## Exercise objective
For each statement (a), (b) and (c), say whether it agrees with the gluten-free pizza excerpt below. Answer yes or no, and quote the deciding words of the excerpt. (a) Daddio’s gets its gluten-free pizza crusts from a gluten-free bakery. (b) Daddio’s describes its kitchen as a gluten-free environment. (c) The lactose-intolerant daughter has trouble with foods made with small amounts of milk.

## Excerpt
BC Search for old threads on the subject. This one has been discussed at length.

Bottom line is that there are some people who are allergic to gluten and you are correct; they should never order from a typical shop. There is just no way to to assure “100% Gluten Free”. Many more are gluten intolerant and a bit of flour around the kitchen is not going to bother them. The same is true with lactose intolerant people like my daughter. If she drinks a big glass of milk she will get a tummy ache, but eating most foods prepared with some milk in small quantities is not an issue.

Rockstar i am not sure what the difference is other than that a pizza shop has way more flour in the air than most places you would be. Im just going on what i was told by someone who can not eat gluten. I would just caution anyone who is advertising gluten free to make sure they know their limitations with it.

Please note the following:

We do our best and take every possible care to serve our valued customers with gluten-free foods. Our gluten free pizza crusts are supplied by a gluten-free bakery. They …arrive, are baked and delivered to you. Our toppings have been thoroughly researched and confirmed gluten free and every effort is made to keep these ingredients free of contamination. However, Daddio’s is not a gluten free environment. We mix pizza dough throughout the day and at any given time, particles of flour are present in the kitchen and dining areas. Furthermore, we can not warranty that the foods we serve are actually gluten free due to changes in brand or supplier and/or cross contamination caused from human error. Daddio’s does not assume any liability for the foods offered.

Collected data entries
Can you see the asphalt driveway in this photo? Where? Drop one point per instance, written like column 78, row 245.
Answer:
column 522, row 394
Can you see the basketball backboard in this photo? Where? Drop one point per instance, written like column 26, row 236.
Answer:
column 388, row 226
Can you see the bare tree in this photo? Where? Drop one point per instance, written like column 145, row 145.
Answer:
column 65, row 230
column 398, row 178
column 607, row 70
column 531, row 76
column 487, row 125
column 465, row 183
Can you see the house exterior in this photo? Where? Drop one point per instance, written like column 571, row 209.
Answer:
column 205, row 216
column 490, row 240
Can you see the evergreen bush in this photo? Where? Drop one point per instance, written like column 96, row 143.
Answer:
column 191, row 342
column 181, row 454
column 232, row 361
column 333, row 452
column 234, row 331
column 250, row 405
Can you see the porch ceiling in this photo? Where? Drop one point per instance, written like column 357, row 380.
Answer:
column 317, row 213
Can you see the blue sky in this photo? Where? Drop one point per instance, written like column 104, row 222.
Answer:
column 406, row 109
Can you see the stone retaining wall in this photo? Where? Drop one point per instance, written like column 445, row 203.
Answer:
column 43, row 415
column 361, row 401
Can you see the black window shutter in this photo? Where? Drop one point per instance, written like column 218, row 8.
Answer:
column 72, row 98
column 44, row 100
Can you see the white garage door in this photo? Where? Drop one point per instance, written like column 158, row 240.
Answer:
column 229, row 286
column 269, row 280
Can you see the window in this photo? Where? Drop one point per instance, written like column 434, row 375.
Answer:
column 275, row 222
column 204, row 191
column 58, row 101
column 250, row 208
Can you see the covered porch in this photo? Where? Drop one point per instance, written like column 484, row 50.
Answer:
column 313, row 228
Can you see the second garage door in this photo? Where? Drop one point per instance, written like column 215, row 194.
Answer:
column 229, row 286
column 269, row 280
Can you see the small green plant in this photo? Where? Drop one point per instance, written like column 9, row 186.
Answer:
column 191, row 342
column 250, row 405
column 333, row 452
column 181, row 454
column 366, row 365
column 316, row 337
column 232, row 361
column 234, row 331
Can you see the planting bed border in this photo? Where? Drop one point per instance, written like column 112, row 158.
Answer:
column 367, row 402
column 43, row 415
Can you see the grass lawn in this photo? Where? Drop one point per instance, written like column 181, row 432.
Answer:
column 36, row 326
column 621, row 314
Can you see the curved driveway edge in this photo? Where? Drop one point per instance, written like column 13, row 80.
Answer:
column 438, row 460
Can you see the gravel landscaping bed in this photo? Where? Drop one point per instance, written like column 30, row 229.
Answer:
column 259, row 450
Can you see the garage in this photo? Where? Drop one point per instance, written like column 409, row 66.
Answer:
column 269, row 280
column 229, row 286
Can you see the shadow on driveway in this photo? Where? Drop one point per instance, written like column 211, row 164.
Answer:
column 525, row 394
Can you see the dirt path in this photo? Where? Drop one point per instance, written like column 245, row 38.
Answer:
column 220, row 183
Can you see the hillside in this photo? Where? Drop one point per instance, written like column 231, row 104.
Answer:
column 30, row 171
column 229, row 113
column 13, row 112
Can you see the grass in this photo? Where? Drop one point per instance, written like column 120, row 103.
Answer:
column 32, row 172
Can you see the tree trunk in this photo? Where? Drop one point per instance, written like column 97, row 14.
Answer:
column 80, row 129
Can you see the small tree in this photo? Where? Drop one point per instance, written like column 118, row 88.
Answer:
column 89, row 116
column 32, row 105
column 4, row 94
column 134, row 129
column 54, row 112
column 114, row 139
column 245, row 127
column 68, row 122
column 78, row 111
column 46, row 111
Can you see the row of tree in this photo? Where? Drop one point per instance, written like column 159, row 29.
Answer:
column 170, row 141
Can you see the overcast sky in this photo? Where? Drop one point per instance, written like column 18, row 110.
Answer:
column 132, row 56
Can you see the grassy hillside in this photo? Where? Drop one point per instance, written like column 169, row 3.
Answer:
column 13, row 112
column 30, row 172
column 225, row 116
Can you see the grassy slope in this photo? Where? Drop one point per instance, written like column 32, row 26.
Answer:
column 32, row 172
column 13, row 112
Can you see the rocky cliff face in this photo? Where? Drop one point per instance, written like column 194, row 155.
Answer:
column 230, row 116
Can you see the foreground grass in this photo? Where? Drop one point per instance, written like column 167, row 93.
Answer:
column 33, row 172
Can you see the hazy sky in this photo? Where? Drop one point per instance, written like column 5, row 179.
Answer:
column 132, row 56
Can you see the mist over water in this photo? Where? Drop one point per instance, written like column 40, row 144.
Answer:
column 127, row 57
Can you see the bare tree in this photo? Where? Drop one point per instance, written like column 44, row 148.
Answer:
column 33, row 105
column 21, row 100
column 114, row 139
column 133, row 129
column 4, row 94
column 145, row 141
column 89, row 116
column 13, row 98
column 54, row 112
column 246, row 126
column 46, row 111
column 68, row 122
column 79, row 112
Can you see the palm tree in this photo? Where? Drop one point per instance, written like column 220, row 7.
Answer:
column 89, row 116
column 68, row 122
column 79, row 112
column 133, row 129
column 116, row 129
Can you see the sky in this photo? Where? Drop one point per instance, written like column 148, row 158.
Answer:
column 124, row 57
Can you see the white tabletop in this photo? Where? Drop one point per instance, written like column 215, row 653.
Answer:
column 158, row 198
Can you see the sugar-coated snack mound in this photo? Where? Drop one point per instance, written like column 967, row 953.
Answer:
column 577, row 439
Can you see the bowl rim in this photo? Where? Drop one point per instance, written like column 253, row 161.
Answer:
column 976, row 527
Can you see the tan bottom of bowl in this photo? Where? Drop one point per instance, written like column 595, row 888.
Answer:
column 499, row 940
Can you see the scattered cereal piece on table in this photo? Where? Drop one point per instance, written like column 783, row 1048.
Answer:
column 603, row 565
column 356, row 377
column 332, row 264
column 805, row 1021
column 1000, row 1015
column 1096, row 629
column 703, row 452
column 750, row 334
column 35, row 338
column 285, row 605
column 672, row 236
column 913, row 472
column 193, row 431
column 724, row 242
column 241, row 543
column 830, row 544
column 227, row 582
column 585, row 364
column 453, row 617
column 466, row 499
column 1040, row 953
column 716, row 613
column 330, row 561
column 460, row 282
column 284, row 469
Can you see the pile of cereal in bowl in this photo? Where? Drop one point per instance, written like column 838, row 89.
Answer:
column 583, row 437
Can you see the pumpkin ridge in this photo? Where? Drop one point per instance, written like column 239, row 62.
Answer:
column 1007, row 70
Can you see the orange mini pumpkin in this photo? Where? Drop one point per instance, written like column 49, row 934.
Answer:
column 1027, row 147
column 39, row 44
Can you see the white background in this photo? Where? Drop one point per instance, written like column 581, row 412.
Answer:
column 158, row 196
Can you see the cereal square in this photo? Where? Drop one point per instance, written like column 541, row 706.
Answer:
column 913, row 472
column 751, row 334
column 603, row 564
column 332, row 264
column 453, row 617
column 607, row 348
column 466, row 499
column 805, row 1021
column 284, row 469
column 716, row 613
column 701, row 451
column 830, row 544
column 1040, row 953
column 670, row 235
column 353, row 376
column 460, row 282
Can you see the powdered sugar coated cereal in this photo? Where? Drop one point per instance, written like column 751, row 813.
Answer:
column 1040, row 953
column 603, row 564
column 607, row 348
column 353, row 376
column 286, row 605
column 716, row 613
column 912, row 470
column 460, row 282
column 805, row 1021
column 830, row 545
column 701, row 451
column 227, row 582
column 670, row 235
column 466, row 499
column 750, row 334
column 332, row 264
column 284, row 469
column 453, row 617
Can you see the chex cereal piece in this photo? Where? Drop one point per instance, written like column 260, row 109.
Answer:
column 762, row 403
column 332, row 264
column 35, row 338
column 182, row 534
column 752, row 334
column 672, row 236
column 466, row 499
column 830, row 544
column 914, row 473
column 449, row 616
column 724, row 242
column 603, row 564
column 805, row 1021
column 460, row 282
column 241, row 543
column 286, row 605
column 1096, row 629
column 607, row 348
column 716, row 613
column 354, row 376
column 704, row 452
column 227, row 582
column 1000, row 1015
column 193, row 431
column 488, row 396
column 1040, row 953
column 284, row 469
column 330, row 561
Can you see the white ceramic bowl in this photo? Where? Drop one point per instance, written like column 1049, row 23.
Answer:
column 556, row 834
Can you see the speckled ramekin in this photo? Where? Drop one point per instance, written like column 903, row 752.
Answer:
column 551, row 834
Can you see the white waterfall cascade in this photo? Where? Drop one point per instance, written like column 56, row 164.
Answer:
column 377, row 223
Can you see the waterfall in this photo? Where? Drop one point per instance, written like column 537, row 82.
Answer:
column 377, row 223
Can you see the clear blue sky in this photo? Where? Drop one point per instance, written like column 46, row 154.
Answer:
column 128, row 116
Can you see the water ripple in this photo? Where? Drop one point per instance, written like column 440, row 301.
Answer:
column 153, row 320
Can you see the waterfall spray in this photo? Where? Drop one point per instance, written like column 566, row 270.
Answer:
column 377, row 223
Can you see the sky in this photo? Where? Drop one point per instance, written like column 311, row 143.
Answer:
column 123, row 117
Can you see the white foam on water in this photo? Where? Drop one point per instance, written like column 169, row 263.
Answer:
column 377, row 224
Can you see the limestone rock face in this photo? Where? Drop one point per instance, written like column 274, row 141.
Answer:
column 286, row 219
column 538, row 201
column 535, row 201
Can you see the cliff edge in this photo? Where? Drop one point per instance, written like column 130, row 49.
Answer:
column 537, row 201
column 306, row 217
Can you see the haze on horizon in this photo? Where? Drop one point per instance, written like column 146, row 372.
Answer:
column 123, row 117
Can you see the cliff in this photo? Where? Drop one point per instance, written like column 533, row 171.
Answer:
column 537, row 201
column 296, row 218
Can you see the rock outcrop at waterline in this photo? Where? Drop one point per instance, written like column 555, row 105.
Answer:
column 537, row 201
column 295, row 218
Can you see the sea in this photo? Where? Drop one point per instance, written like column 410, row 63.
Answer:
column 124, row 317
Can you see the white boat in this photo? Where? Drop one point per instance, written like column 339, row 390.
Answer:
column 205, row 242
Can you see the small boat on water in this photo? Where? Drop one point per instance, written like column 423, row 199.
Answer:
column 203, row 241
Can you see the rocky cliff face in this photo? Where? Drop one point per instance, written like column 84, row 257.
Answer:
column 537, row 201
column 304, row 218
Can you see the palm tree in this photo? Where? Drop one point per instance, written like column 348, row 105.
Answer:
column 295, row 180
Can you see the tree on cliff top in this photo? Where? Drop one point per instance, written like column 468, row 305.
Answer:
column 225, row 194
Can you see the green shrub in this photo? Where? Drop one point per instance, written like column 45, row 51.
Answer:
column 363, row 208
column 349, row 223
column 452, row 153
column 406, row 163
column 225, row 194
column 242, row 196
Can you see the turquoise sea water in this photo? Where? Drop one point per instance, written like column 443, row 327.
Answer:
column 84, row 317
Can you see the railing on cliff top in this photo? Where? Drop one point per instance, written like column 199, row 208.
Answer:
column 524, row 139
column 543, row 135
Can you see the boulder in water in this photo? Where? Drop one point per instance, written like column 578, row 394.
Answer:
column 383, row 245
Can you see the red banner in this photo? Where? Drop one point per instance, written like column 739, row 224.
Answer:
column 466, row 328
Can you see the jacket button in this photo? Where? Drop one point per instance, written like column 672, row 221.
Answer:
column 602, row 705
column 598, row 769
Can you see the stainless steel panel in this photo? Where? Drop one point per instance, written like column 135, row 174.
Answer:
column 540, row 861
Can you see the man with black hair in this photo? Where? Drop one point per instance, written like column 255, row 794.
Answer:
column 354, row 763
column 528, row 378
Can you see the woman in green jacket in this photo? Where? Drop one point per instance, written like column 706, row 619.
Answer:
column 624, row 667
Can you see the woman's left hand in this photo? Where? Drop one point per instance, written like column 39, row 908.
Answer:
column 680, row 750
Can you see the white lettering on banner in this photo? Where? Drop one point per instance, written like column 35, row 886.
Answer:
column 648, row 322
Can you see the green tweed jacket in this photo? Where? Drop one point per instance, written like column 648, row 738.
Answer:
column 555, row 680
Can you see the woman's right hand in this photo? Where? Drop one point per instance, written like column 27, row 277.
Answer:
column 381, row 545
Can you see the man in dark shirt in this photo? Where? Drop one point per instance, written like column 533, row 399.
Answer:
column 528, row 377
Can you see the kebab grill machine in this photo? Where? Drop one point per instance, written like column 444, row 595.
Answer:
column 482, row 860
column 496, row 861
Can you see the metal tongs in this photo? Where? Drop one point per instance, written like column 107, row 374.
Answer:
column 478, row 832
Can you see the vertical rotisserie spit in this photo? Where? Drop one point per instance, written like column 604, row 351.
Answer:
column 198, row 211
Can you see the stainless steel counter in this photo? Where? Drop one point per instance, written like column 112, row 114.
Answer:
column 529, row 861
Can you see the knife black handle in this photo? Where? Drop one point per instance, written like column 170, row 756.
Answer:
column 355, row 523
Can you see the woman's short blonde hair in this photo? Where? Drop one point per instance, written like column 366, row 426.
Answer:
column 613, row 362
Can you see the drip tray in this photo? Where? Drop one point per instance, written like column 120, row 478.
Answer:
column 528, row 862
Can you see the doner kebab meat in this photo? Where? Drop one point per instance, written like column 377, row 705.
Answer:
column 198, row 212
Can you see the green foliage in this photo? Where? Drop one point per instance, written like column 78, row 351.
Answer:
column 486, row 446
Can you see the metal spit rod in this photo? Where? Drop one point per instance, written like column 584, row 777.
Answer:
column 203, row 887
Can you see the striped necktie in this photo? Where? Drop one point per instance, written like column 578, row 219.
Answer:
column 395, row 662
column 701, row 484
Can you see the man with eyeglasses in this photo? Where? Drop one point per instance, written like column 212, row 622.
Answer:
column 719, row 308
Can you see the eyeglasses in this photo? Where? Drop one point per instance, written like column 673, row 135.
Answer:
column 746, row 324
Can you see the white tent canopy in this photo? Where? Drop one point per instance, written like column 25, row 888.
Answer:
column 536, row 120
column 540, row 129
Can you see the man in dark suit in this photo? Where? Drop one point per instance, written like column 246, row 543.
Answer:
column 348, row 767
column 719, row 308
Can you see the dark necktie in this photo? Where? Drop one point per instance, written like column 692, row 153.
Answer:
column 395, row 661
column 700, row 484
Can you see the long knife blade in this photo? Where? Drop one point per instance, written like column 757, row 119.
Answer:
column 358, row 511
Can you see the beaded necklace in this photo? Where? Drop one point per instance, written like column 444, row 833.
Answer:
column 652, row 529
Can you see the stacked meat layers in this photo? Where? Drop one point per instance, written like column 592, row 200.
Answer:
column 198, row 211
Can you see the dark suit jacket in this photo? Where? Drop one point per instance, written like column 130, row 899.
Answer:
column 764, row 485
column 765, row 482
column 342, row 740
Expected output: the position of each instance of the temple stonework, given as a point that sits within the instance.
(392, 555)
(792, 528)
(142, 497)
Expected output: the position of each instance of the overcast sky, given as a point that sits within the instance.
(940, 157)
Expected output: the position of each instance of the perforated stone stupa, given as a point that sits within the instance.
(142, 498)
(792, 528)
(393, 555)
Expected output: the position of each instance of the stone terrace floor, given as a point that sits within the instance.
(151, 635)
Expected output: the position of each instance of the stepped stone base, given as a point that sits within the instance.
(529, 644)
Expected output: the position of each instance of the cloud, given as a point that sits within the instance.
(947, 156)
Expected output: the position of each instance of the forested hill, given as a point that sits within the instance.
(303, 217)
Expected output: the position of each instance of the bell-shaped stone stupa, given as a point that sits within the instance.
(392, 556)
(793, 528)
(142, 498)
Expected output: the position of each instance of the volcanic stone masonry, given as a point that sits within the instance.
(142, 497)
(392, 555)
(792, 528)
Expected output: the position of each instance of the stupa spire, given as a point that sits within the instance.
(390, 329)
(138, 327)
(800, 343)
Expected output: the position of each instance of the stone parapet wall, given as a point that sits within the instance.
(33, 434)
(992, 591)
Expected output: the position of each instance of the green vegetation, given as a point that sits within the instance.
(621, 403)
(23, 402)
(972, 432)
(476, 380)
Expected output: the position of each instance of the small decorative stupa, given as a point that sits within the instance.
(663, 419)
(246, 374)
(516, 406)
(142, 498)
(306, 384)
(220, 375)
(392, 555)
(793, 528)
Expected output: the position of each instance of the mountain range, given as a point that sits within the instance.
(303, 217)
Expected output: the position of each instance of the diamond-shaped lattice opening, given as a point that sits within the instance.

## Response to the task
(a) Yes: "Our gluten free pizza crusts are supplied by a gluten-free bakery."
(b) No: "However, Daddio’s is not a gluten free environment."
(c) No: "eating most foods prepared with some milk in small quantities is not an issue."